====== Source data

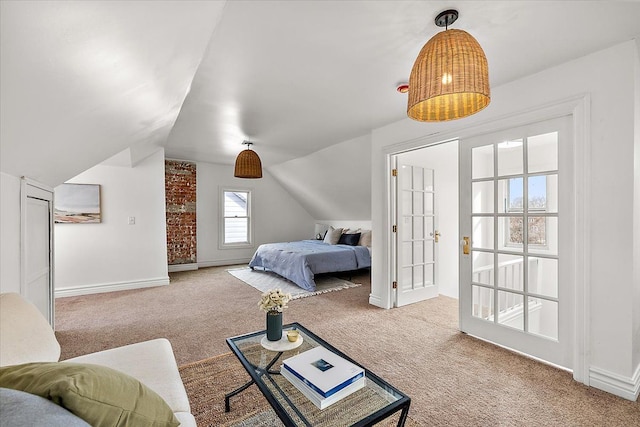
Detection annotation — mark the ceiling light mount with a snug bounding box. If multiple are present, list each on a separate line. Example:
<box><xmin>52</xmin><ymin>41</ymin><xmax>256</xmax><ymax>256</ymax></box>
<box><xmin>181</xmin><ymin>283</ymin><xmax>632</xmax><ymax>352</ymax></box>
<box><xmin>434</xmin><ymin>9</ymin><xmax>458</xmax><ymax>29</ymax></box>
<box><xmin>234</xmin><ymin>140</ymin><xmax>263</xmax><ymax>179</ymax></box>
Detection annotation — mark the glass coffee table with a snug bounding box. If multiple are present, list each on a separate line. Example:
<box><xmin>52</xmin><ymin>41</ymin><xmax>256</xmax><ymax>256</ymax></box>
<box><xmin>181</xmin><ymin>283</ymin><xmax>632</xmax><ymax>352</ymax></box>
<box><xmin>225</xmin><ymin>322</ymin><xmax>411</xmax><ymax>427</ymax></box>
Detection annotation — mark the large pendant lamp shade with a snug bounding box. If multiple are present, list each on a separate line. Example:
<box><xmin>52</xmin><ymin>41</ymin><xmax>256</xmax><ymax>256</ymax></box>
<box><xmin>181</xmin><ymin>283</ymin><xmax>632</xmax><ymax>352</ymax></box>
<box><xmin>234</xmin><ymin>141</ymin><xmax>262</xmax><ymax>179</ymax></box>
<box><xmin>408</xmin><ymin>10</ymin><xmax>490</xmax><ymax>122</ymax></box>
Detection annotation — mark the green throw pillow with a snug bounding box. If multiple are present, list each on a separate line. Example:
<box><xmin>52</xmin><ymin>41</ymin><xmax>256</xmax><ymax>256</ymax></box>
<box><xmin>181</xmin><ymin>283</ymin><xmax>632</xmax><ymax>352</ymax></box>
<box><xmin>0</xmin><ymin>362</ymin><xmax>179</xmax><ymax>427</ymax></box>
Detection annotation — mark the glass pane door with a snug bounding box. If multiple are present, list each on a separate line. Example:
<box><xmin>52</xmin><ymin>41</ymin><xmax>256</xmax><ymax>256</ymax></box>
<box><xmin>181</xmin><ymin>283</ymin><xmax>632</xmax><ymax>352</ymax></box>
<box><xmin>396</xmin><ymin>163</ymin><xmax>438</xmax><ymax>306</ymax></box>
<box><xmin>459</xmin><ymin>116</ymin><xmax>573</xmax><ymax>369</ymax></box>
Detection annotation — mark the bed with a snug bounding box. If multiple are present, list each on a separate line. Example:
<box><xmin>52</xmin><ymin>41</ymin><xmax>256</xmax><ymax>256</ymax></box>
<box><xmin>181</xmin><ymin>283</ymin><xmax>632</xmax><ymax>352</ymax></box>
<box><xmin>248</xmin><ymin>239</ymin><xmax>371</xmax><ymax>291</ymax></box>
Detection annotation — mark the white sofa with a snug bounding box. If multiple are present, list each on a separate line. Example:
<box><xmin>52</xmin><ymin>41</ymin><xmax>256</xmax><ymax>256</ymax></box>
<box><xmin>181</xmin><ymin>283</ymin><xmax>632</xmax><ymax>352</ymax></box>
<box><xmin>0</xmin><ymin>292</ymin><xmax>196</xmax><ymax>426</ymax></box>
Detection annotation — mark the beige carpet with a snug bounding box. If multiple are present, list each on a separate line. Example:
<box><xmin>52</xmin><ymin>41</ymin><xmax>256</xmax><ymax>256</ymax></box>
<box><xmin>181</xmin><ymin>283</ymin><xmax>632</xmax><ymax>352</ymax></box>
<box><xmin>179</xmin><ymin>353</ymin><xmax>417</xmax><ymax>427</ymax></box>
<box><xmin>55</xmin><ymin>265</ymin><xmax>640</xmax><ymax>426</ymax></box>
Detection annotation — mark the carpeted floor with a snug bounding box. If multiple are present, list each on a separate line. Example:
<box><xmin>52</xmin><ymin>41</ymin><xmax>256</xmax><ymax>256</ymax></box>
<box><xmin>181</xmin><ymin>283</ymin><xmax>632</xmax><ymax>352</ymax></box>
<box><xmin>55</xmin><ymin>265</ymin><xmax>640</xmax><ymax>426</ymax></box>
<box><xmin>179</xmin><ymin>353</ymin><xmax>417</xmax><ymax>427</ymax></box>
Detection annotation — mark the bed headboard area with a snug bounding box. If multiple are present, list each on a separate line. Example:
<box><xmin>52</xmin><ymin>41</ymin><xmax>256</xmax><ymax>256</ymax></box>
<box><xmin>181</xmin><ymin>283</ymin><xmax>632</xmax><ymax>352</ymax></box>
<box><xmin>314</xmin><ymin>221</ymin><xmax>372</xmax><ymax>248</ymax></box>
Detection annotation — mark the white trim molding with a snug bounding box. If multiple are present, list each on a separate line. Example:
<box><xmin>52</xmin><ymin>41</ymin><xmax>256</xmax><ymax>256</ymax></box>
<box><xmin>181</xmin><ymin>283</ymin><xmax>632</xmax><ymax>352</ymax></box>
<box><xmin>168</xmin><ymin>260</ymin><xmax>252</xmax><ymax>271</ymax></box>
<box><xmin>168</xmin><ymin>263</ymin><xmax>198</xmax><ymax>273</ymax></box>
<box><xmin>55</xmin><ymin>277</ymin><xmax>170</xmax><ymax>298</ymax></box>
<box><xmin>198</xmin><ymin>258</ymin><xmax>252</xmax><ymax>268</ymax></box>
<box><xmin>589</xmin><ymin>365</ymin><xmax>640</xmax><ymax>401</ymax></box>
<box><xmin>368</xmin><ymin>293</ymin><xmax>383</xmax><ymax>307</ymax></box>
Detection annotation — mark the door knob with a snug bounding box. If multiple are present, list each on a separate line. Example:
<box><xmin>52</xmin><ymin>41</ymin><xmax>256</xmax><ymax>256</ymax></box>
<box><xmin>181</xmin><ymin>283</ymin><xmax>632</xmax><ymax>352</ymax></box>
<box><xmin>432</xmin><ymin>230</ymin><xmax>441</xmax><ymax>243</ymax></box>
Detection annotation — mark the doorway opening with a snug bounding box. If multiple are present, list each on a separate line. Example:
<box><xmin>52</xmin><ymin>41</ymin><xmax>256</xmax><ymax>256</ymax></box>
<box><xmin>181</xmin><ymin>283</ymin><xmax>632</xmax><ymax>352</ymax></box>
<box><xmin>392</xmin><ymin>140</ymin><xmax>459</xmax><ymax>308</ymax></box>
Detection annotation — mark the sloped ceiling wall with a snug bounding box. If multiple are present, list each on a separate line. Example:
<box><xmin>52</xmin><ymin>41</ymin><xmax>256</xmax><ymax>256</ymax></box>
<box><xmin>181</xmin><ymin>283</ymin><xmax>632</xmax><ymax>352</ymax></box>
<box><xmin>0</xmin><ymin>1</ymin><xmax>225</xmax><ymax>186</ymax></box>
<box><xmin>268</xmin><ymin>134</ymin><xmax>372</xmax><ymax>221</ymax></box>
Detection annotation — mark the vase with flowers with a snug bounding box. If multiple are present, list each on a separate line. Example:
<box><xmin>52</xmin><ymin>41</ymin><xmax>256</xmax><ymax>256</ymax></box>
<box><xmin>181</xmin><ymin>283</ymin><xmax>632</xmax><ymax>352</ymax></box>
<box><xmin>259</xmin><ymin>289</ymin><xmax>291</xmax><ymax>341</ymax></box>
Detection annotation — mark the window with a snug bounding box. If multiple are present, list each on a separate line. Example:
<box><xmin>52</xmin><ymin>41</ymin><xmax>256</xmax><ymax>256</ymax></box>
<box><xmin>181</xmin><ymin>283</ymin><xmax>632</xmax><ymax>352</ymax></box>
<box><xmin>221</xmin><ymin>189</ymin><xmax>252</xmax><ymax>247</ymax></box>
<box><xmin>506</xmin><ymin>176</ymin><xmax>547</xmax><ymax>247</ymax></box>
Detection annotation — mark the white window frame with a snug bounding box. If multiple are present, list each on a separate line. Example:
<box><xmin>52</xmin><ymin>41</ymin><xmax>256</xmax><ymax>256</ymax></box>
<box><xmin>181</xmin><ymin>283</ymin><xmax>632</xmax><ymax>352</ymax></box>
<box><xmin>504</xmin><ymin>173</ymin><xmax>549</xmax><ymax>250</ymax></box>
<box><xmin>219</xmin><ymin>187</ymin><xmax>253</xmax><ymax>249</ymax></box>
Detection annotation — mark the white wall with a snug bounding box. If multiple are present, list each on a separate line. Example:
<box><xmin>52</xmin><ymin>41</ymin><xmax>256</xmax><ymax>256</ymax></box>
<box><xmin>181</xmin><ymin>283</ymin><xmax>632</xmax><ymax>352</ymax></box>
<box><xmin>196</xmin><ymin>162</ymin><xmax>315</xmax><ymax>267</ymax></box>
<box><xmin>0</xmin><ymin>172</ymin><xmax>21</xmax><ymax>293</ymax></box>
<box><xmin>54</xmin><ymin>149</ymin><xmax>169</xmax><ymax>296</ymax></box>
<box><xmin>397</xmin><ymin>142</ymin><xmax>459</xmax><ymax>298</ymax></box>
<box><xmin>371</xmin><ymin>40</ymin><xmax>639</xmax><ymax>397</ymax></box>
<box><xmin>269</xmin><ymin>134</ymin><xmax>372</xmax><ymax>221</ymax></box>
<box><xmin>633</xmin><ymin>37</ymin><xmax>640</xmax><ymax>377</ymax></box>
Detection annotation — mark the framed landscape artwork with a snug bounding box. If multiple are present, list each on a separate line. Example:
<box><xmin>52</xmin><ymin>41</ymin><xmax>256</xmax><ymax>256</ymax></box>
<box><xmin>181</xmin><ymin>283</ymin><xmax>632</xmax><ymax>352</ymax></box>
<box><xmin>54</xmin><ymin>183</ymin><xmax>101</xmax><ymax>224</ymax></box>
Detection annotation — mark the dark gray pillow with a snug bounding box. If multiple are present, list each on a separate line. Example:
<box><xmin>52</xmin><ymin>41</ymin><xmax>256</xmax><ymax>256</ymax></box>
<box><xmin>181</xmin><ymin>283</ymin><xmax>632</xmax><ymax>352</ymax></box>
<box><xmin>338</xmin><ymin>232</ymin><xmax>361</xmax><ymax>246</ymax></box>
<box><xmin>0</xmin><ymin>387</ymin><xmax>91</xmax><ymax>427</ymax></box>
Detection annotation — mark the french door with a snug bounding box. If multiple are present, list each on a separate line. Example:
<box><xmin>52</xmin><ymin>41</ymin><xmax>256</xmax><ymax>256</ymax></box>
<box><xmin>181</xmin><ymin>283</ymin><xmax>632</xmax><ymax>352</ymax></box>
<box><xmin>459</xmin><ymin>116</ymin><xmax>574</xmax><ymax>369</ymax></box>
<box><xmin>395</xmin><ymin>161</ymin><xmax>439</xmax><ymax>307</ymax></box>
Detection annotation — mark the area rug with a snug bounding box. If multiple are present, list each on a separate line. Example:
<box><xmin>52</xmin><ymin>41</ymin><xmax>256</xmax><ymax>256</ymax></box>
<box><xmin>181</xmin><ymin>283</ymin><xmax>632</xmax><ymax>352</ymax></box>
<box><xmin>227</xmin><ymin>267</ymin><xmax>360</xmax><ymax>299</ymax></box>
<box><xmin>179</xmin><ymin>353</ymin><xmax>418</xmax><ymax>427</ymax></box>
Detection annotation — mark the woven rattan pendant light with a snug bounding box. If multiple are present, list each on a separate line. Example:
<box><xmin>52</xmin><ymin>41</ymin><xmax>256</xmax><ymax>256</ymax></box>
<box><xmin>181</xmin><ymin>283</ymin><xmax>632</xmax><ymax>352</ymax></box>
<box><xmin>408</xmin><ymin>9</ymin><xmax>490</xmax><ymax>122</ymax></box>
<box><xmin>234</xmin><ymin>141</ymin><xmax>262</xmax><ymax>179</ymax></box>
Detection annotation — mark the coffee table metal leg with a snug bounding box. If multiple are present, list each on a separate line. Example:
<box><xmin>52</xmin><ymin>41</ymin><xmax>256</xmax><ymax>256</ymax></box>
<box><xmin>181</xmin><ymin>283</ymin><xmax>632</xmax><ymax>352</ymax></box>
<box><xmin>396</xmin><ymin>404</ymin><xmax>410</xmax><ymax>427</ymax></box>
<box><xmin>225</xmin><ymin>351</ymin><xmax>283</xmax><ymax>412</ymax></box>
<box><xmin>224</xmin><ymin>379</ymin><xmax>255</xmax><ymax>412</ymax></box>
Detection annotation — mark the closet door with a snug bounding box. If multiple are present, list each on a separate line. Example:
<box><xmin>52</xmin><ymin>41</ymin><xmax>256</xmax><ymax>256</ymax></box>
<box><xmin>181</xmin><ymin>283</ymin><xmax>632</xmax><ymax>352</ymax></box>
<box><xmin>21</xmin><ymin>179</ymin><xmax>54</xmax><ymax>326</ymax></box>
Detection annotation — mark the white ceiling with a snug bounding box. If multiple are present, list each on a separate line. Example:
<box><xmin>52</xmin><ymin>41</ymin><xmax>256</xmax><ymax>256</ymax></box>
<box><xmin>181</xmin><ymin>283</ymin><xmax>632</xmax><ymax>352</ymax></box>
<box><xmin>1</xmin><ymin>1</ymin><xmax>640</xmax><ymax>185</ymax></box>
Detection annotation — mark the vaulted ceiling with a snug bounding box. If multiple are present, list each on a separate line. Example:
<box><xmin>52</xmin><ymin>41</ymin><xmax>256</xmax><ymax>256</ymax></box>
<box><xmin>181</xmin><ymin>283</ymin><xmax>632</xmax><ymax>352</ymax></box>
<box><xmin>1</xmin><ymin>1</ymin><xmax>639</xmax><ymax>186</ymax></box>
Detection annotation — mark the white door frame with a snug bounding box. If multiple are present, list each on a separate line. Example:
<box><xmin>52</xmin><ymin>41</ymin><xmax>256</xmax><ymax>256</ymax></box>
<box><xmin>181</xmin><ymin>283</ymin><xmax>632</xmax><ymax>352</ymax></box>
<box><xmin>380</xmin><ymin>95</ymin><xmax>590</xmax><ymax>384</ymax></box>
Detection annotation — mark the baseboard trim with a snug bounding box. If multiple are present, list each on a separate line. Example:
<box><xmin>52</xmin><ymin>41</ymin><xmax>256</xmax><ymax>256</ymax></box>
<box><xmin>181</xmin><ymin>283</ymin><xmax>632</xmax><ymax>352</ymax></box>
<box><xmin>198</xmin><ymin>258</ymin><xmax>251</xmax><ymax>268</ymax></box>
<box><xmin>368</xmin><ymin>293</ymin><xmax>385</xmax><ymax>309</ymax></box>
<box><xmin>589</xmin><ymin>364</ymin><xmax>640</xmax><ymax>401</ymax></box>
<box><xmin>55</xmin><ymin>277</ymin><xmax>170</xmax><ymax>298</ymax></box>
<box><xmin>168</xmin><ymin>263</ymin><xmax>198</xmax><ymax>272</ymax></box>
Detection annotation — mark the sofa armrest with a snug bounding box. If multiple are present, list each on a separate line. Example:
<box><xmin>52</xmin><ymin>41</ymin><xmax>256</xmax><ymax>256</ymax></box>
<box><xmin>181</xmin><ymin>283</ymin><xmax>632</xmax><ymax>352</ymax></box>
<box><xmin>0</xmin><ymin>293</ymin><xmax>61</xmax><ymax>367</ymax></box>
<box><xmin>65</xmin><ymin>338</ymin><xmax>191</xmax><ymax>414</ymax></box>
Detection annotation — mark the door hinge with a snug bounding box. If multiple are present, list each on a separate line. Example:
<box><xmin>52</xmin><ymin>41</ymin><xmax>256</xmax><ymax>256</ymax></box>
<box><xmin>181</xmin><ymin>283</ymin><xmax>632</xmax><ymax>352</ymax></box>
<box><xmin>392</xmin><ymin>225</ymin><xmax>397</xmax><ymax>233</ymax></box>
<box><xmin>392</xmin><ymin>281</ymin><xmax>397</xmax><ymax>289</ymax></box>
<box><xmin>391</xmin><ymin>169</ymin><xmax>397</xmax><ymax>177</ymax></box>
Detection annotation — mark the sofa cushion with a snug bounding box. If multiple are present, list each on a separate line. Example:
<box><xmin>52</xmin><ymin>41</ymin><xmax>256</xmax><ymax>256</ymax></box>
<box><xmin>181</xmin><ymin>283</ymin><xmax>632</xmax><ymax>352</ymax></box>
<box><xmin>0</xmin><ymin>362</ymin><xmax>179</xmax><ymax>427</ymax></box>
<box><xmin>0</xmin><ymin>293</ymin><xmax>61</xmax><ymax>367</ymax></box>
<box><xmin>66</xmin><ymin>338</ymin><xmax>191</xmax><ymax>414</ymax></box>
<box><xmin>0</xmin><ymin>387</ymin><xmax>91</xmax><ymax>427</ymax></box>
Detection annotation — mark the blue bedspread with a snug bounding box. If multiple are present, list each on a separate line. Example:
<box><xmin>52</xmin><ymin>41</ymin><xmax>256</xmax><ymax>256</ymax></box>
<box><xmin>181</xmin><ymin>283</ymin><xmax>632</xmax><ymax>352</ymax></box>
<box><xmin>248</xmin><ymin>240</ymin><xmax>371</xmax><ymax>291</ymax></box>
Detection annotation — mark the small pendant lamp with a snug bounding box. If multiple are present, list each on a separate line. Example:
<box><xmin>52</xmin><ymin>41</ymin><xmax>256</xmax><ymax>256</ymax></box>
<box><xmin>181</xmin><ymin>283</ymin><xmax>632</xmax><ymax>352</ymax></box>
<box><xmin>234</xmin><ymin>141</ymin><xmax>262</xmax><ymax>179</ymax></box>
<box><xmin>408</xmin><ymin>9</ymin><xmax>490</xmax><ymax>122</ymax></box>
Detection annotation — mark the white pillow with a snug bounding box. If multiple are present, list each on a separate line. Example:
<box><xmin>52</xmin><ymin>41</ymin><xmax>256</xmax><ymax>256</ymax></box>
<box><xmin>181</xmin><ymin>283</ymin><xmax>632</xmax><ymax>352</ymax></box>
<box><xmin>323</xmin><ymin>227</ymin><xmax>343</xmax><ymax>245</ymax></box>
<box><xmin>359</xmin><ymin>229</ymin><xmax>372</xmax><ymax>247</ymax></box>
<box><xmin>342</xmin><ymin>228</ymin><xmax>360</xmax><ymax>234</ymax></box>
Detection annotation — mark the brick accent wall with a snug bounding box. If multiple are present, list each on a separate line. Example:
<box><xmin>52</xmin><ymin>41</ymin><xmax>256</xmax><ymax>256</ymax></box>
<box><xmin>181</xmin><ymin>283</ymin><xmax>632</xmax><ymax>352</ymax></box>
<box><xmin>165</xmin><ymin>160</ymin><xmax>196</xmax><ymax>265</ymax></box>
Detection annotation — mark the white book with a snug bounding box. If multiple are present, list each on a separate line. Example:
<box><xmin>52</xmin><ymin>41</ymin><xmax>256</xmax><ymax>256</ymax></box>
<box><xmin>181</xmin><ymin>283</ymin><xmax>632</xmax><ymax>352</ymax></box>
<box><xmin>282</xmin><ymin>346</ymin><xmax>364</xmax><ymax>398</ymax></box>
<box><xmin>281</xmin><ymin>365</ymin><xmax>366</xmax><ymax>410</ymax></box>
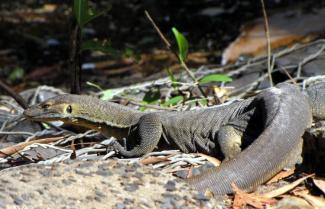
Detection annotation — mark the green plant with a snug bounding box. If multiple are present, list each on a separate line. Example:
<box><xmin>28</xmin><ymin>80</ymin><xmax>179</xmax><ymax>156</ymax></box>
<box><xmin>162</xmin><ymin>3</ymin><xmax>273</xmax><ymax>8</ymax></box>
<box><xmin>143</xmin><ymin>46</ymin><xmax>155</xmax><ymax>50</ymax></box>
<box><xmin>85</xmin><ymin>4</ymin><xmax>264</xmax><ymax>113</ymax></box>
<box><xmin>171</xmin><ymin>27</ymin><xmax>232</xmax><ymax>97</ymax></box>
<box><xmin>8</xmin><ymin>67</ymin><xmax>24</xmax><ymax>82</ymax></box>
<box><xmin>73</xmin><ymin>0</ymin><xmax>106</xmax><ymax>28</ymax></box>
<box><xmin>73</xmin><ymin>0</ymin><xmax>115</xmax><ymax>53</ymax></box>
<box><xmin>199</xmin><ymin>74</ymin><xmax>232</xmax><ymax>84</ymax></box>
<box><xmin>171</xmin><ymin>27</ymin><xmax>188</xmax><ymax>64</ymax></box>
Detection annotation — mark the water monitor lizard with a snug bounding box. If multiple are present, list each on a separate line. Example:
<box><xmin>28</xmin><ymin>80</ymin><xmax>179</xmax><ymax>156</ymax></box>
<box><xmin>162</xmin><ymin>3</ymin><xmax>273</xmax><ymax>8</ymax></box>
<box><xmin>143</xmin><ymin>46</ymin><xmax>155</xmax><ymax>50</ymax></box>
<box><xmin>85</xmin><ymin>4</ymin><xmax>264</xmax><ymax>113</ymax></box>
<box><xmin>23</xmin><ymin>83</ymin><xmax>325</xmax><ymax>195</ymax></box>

============

** Task to carry out **
All lines in the records above with "glass" need to be found and copied.

** Response to the exercise **
Detection annotation — mark the glass coffee table with a snug bounding box. If multiple are present, list each on a separate line. Example:
Detection annotation — mark the glass pane door with a snug bounding box. If multiple are present, list each on a separate line. Example:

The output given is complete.